• [Work instructions]
a) According to the Duke University study cited in the death penalty post, how much more does the legal process of appeals cost the state than life imprisonment?
b) Reproduce the death penalty post's passage from "And to those" to "Dennis Williams etc.", word for word.

• [Page excerpt]
= = =
Rambling a bit here, but one of the problems with the death penalty in the USA is that it actually costs more to keep someone on death row than to incarcerate them for the rest of their natural life.
The average prisoner spends more than a decade on death row. Thus it's hardly surprising that natural causes have killed more condemned men than the chair, the rope, gas or lethal injection put together (I blame all those cheeseburgers and fried chicken meals*)
In that time the cost to the state of the legal rigmarole of appeal, counter-appeal and the like (according to a study by Duke University) runs to around $2 million more than it would cost simply to lock the bugger up and throw away the key.
And to those who say: "Just hang 'em quicker and don't let the lawyers get fat", think of all those who have successfully appealed from death row and have subsequently been found to have been innocent.
In the UK we have the Guildford Four and the Birmingham Six to name just two cases (and the sad case of Timothy Evans, wrongly hanged for the murders at 10 Rillington Place), while in the USA you have the cases of Dennis Williams etc.
*PS...does anyone know if the condemned man can still ask for a last cigarette?
You can imagine the scene:
Warder - "Any last requests?"
Condemned man - "I could sure do with a smoke. Just one last drag, please..."
Warder - "No way, son. The Surgeon General has decreed that cigarettes are seriously detrimental to your health and, as we run a caring and compassionate regime here, we simply cannot allow you to smoke. Think of the harm you're doing to your body!"
Condemned man - "But what about 4,000 volts, or an armful of pethidine and potassium chloride? That's not exactly going to put a rosy glow on my cheeks, is it?"
= = =
• [Data provided]
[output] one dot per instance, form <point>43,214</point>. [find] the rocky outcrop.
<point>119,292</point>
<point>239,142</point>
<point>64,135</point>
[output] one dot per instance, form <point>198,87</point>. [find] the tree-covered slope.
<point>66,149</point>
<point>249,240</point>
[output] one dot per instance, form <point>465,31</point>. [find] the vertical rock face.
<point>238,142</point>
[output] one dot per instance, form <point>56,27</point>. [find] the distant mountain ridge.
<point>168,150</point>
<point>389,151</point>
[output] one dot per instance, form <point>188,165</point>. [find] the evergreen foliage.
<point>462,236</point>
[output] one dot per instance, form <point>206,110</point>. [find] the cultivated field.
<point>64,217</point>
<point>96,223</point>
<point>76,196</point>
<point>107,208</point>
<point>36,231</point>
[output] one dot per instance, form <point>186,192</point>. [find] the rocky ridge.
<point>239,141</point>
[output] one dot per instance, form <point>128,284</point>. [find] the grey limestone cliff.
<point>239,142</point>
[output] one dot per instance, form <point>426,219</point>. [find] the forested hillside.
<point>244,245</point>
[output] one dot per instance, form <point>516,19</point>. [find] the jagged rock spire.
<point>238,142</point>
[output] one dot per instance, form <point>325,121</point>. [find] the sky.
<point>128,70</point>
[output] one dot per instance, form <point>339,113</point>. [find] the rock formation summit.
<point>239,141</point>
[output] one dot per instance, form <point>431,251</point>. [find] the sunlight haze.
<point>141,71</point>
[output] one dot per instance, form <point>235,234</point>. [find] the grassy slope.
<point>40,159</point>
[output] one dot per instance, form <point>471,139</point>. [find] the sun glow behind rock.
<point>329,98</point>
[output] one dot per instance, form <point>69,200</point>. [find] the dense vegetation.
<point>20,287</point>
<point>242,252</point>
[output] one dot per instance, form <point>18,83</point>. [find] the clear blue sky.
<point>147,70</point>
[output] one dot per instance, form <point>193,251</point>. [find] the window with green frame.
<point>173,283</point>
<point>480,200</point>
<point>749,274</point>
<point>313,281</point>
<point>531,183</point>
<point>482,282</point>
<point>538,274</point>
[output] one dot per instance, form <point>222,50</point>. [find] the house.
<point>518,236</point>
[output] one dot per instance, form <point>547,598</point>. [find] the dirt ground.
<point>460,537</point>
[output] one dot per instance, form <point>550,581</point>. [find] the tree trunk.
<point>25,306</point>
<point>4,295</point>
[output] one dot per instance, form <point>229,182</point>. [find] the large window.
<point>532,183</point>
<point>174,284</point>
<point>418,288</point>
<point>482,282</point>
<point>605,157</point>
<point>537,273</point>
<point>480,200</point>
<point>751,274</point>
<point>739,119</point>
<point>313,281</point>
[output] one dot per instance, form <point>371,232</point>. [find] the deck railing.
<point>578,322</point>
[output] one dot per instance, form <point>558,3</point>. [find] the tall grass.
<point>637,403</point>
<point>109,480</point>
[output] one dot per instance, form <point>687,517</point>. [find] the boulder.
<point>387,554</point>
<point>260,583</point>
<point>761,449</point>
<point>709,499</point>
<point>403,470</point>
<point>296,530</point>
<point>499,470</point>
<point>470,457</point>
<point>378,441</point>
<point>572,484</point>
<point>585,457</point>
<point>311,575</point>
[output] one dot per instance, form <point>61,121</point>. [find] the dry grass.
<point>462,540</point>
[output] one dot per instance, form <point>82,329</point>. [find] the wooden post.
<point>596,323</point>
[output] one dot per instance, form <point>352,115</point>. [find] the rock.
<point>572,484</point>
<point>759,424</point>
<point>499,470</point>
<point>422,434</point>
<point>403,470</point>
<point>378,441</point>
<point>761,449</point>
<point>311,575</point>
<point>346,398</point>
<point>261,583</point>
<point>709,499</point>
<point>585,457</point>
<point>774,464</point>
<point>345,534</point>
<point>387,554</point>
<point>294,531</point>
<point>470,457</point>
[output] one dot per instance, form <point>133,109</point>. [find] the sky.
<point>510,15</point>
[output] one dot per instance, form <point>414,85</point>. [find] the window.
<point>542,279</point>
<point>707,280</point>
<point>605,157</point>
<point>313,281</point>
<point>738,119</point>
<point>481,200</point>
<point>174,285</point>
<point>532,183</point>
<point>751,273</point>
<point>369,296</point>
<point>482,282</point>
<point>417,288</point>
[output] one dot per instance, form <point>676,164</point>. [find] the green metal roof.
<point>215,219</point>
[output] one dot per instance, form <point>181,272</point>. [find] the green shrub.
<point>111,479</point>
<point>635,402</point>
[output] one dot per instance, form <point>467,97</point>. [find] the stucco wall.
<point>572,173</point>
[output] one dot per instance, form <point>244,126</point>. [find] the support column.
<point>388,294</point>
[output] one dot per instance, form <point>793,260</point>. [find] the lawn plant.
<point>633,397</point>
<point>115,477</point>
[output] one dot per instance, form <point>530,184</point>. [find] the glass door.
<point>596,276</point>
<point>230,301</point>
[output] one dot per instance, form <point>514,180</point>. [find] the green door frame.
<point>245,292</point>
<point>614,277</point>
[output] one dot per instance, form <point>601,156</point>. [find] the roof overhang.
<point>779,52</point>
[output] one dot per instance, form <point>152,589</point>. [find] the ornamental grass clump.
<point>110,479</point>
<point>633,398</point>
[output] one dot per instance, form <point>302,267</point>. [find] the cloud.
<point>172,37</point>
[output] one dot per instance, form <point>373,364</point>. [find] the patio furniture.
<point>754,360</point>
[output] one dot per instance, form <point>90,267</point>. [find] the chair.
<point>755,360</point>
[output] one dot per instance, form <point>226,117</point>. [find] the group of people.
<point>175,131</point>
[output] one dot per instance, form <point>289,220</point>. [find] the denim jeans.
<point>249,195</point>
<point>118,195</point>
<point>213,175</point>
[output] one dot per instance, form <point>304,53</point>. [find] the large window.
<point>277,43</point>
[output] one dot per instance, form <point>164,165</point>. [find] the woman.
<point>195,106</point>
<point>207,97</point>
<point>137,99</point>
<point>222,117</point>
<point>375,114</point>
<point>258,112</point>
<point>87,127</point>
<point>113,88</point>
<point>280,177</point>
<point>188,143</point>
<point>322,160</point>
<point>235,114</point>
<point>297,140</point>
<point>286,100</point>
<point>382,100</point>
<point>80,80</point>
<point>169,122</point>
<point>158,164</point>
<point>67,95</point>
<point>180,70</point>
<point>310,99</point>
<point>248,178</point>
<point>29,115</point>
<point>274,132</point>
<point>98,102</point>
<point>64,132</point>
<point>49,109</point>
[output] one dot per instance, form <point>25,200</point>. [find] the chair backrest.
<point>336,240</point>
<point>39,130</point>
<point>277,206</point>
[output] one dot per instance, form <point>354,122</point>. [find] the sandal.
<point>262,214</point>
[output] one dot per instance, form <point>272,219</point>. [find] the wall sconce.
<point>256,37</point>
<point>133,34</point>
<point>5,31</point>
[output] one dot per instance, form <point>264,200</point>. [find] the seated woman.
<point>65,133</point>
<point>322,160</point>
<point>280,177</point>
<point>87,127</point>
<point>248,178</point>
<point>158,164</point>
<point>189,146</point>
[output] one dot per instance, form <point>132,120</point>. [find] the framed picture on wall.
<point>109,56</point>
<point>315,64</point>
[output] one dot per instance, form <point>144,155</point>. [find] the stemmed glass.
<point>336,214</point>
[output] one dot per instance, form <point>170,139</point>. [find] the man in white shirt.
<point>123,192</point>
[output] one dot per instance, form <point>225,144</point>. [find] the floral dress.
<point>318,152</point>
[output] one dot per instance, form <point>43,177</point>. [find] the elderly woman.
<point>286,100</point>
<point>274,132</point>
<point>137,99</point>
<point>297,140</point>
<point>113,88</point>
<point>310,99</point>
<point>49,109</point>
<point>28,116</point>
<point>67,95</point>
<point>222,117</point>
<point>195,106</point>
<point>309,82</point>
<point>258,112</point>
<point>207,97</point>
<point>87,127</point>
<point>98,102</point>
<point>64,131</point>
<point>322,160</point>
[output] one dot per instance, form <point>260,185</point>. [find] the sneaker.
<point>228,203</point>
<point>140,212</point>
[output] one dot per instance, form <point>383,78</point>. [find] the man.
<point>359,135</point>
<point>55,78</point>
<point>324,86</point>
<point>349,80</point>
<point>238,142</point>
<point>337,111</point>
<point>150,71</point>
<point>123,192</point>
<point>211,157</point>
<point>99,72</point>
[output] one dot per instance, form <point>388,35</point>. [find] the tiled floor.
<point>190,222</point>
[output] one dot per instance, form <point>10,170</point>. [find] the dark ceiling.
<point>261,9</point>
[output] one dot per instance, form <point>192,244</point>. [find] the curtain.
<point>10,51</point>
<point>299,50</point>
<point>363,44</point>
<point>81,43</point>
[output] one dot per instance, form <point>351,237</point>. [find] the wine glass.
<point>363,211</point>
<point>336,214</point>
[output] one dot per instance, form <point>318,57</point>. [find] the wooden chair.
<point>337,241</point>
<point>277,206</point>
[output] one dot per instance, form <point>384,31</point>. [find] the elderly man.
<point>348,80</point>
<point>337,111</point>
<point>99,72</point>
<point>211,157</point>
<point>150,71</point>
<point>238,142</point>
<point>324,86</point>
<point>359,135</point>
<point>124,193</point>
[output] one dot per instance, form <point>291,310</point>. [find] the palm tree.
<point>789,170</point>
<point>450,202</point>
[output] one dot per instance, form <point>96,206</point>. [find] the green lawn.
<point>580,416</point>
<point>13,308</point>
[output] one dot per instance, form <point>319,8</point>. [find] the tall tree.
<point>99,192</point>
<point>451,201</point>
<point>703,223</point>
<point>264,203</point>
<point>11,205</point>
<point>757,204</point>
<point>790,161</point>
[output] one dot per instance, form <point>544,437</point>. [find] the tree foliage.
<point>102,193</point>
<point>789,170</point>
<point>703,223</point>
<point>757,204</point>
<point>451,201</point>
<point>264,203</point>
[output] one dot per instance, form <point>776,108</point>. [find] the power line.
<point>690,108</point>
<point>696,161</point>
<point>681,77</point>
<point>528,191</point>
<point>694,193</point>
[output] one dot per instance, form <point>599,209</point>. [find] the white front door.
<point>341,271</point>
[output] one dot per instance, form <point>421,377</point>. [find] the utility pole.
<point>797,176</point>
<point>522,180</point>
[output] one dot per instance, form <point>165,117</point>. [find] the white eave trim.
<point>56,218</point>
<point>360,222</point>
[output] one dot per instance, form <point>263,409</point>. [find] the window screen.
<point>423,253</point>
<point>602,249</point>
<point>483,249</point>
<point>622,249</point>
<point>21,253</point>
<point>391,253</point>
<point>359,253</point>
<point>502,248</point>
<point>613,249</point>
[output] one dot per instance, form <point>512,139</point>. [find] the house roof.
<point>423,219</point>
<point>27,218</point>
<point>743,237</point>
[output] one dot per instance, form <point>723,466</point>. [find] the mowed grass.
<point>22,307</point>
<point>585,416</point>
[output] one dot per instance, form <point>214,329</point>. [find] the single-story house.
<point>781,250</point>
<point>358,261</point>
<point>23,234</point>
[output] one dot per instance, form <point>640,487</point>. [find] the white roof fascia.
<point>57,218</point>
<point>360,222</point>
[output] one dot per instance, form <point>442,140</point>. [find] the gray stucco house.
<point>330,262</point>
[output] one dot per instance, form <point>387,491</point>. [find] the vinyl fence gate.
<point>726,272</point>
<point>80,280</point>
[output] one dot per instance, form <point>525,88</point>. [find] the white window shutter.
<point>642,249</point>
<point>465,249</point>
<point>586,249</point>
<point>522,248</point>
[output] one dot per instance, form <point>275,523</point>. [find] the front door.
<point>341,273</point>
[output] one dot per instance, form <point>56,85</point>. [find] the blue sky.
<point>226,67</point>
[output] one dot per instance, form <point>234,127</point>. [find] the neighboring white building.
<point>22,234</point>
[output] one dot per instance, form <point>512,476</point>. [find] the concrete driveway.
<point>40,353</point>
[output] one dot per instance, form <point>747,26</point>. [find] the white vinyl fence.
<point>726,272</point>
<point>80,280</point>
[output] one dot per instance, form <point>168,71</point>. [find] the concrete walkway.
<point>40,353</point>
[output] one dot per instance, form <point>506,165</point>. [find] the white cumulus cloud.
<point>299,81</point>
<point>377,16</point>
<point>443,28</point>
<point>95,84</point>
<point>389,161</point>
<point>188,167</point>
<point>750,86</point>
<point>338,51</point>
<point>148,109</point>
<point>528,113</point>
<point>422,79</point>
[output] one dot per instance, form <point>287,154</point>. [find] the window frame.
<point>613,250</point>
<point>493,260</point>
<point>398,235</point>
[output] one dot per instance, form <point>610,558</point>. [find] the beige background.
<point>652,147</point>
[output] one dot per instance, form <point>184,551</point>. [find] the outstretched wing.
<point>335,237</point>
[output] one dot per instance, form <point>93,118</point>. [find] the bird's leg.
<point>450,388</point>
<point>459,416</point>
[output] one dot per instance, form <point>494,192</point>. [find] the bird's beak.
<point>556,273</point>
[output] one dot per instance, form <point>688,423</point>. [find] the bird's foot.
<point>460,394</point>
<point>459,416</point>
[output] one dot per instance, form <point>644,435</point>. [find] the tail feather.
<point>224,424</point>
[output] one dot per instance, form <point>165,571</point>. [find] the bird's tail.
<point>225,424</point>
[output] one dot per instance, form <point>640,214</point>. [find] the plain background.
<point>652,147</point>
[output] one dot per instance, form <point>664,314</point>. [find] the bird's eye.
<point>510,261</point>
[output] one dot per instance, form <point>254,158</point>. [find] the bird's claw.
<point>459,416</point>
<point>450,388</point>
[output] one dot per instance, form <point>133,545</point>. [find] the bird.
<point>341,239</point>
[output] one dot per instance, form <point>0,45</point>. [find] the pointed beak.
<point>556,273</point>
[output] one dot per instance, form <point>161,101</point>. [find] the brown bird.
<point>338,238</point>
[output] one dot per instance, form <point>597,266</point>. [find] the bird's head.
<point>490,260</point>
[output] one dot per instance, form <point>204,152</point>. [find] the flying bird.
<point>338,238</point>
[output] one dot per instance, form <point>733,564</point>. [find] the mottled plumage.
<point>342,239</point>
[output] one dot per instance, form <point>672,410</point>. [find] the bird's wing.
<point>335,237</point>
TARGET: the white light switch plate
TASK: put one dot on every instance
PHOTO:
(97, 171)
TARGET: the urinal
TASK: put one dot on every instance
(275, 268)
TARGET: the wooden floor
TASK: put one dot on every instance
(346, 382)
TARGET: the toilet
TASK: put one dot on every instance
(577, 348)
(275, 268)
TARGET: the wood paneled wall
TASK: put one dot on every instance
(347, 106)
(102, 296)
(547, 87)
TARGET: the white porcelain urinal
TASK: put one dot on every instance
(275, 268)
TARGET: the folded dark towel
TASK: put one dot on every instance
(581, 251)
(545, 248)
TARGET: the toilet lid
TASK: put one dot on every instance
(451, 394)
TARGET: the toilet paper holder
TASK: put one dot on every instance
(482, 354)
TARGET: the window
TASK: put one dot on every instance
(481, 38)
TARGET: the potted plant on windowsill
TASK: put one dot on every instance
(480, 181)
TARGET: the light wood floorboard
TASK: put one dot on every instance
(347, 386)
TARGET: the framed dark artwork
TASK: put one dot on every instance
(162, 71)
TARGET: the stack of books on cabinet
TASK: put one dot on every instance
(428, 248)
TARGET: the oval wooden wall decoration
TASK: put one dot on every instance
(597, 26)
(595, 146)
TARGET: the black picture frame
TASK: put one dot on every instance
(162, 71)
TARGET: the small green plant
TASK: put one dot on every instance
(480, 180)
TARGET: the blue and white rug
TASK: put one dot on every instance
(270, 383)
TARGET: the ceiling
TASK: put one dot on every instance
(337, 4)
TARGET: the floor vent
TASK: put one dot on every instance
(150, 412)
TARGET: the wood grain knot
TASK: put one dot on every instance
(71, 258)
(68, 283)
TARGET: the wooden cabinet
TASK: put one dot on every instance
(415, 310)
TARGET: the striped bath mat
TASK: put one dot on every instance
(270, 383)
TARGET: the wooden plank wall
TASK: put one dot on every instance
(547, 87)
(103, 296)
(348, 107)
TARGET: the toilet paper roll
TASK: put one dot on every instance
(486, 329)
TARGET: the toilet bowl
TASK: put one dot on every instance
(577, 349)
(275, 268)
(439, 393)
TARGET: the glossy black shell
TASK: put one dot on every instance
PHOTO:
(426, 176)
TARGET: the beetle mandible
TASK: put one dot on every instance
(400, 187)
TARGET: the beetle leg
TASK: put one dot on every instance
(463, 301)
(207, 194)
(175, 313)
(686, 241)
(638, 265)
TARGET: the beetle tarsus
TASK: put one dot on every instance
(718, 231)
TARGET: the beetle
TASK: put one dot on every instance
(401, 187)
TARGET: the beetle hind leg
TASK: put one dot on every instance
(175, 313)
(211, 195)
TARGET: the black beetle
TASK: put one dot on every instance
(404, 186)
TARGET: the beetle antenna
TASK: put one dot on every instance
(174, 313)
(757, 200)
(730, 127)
= = =
• [Outputs by task]
a) Around $2 million more.

b)
And to those who say: "Just hang 'em quicker and don't let the lawyers get fat", think of all those who have successfully appealed from death row and have subsequently been found to have been innocent.
In the UK we have the Guildford Four and the Birmingham Six to name just two cases (and the sad case of Timothy Evans, wrongly hanged for the murders at 10 Rillington Place), while in the USA you have the cases of Dennis Williams etc.